> **Provided material**:

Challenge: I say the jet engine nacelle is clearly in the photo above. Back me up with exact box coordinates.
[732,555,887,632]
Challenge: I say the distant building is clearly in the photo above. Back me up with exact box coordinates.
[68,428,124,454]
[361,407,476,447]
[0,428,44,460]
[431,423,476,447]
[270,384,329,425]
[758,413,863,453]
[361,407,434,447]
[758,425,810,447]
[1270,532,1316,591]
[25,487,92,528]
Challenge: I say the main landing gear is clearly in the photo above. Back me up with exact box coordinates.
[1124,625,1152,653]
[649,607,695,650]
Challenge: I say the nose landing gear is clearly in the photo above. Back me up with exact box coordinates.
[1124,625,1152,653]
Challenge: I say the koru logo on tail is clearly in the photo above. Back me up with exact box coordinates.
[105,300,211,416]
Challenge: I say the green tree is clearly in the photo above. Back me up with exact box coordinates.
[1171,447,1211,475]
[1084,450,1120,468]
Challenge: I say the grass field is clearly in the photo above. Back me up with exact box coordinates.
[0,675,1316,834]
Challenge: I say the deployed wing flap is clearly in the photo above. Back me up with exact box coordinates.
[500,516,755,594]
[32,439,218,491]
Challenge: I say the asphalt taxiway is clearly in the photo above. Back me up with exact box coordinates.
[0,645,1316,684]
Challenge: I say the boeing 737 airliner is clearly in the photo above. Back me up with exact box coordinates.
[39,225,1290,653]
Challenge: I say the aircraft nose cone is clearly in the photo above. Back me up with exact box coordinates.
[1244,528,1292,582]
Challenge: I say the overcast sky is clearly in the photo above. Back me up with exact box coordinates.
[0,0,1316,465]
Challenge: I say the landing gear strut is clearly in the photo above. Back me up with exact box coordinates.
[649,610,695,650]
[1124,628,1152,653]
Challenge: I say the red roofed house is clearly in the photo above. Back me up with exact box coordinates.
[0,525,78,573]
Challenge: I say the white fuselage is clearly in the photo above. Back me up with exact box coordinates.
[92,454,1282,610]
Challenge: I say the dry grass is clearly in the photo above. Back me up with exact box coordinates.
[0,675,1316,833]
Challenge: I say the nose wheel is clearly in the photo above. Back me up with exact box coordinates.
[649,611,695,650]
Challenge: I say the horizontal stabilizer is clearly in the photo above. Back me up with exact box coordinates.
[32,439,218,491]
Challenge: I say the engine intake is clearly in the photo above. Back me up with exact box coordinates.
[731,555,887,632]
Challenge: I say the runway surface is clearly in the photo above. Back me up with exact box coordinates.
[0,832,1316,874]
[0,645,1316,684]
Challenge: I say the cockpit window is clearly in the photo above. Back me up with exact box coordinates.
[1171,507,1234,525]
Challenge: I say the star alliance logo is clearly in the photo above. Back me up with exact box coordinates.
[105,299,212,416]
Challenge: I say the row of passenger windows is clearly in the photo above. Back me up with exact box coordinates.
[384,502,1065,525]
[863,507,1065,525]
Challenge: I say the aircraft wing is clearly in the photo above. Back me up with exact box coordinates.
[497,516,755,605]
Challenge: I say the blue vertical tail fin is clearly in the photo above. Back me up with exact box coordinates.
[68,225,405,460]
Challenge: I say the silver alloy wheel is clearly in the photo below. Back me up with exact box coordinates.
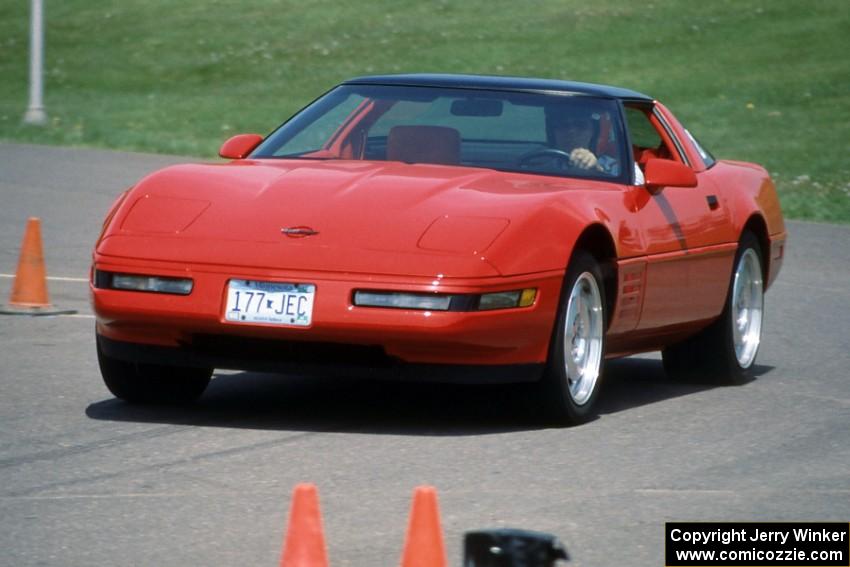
[731,248,764,368]
[563,272,603,405]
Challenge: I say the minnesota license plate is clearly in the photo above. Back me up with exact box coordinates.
[224,280,316,327]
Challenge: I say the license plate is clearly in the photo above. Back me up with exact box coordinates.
[224,280,316,327]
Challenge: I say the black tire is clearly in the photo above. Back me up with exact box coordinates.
[97,341,212,404]
[538,250,608,425]
[661,231,764,385]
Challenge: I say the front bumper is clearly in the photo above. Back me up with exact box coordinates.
[91,255,563,369]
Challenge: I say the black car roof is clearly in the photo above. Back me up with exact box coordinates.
[344,73,653,102]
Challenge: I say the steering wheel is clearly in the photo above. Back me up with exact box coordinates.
[518,148,570,169]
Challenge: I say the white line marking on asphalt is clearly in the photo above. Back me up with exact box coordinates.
[0,274,89,283]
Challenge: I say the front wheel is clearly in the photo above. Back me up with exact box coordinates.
[662,232,764,384]
[539,251,607,424]
[97,340,212,404]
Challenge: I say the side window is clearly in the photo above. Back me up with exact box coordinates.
[626,106,678,168]
[685,130,717,167]
[626,107,661,149]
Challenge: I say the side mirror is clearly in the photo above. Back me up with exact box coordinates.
[218,134,263,159]
[644,159,697,192]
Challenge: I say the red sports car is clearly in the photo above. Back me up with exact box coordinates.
[91,75,786,423]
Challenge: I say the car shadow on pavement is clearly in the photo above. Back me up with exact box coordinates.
[86,358,769,436]
[598,358,774,415]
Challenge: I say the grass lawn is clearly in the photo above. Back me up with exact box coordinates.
[0,0,850,223]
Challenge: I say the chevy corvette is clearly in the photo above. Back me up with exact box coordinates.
[91,75,786,423]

> **Set task**:
Reproduce the text of all the material above, swapping every "Back me up" for "Prove me right" and changing nothing else. Omit the pictures.

> **Result of the exercise**:
Challenge: I say the jet engine nacelle is clearly in the photo above. Prove me right with exact box coordinates.
[732,555,887,632]
Challenge: I say the distant building is clearly in the photo above. Prove me right with exact box coordinates.
[68,428,124,454]
[361,407,476,447]
[0,428,44,460]
[431,423,476,447]
[270,384,329,425]
[758,413,863,453]
[361,407,434,447]
[758,425,810,447]
[1270,532,1316,591]
[25,487,92,528]
Challenge: I say the main landing gear is clearly in the photo above. Prove me right with exact box coordinates.
[1124,625,1152,653]
[649,607,695,650]
Challenge: I say the nose landing gear is clearly in the photo above. Prove me right with exact box coordinates.
[1124,625,1152,653]
Challenge: I say the koru logo on tail is clearly in the photo above. Prove me right with exact box coordinates.
[105,300,211,416]
Challenge: I say the green tree is clearly in the photo above. Prove me right with exact box coordinates.
[1171,447,1211,475]
[1084,450,1120,468]
Challenge: I say the grass field is clearly in the photo above. Prove me right with exact box coordinates.
[0,675,1316,834]
Challenge: I say the deployed wing flap is clearly in the photo above. Prove me right with exact box coordinates.
[500,516,755,594]
[32,439,218,491]
Challenge: I say the asphalt taxiway is clearly in the photo above. Prove me right with exact box coordinates.
[0,645,1316,684]
Challenge: I say the boeing 737 airliner is clearly in the photo above. Prove me right with exact box coordinates.
[39,225,1290,653]
Challenge: I say the aircraft nose cone is clearly in the photo above. Prove me right with exact box coordinates.
[1244,528,1292,582]
Challenge: I say the overcast sky is clearly in the photo above. Prove me right with exact box coordinates.
[0,0,1316,465]
Challenge: I say the landing gear strut is clearly in the photo above. Prove me right with exact box coordinates.
[649,610,695,650]
[1124,628,1152,653]
Challenge: I say the red roofed house is clearly in the photo above. Prove me right with exact box coordinates.
[0,525,78,573]
Challenge: I say the white fuselage is clearly in the photo above. Prove me right with exact box coordinates.
[92,454,1282,610]
Challenge: I say the dry grass is clearly in the photo above. Prove me right with exact box coordinates.
[0,675,1316,833]
Challenge: I say the nose wheel is clearly in the photo above. Prove me right with exact box coordinates.
[649,611,695,650]
Challenge: I say the horizontal stabilizer is clearly in the photo above. Prove me right with exact box coordinates.
[32,439,218,491]
Challenge: I say the engine intake is clearly in the photo above. Prove me right with exact box coordinates.
[731,555,887,632]
Challenge: I say the runway surface is clearly in the photo above. Prove me right with exact box coordinates.
[0,832,1316,874]
[0,645,1316,684]
Challenge: I say the cockpit window is clearly in the photo above. Prove me right with exact box coordinates.
[1171,507,1234,525]
Challenge: I say the star alliance logo is clearly in the photo above. Prove me right with exact box coordinates.
[105,299,212,416]
Challenge: I say the row of passenger windows is clearly in the photo above. Prove me right with exact box coordinates.
[384,502,1065,525]
[863,507,1065,525]
Challenge: I say the aircraft wing is clearly in the photo above. Prove me right with exact box coordinates.
[497,516,755,605]
Challenge: I say the blue vertical tail fin is clearly in the photo above. Prove me right with exact box coordinates.
[68,225,405,460]
Challenge: I say the silver alloy wheel is clearly in the photo below. Prove me right with exact box coordinates.
[731,248,764,368]
[563,272,603,405]
Challenge: I say the minnesota license plate is clearly in the photo above. Prove me right with exact box coordinates.
[224,280,316,327]
Challenge: I say the license plate is clearly in the photo above. Prove me right with exact box coordinates.
[224,280,316,327]
Challenge: I say the black tire is clearly in the photo above. Prove me right with exact box coordinates.
[97,341,212,404]
[538,250,608,425]
[661,231,764,385]
Challenge: I say the front bumper is clearly in the photo above. Prove me right with exact box coordinates.
[91,255,563,369]
Challenge: I say the black car roof is clearly in the photo above. Prove me right with exact box coordinates.
[344,73,653,102]
Challenge: I say the steering wheel is clearly in the photo above. Prove me right with exact box coordinates.
[518,148,570,169]
Challenge: I say the white line marking on asphalt is clearly in the photo above. Prove me right with exact box coordinates.
[0,274,89,283]
Challenge: I say the front wheel is clearly in the photo above. Prove me right with exact box coordinates.
[662,232,764,384]
[539,251,607,424]
[97,340,212,404]
Challenge: I say the side window is clearly in the photo above. Prove me right with exact box coordinates.
[626,106,678,168]
[685,130,717,167]
[626,107,661,149]
Challenge: I say the side mirror is clearly in the photo above. Prove me right with exact box coordinates.
[218,134,263,159]
[644,159,697,192]
Challenge: I say the red sports car is clearly in the photo above. Prove me right with exact box coordinates.
[91,75,786,423]
Challenge: I say the car shadow on pavement is clearly in the photo above. Prove me right with exact box coordinates.
[86,358,769,436]
[598,358,774,415]
Challenge: I say the grass lawn is clearly in the photo above. Prove me right with exact box coordinates.
[0,0,850,223]
Challenge: I say the chevy corvette is clearly in the photo above. Prove me right with exact box coordinates.
[91,75,786,423]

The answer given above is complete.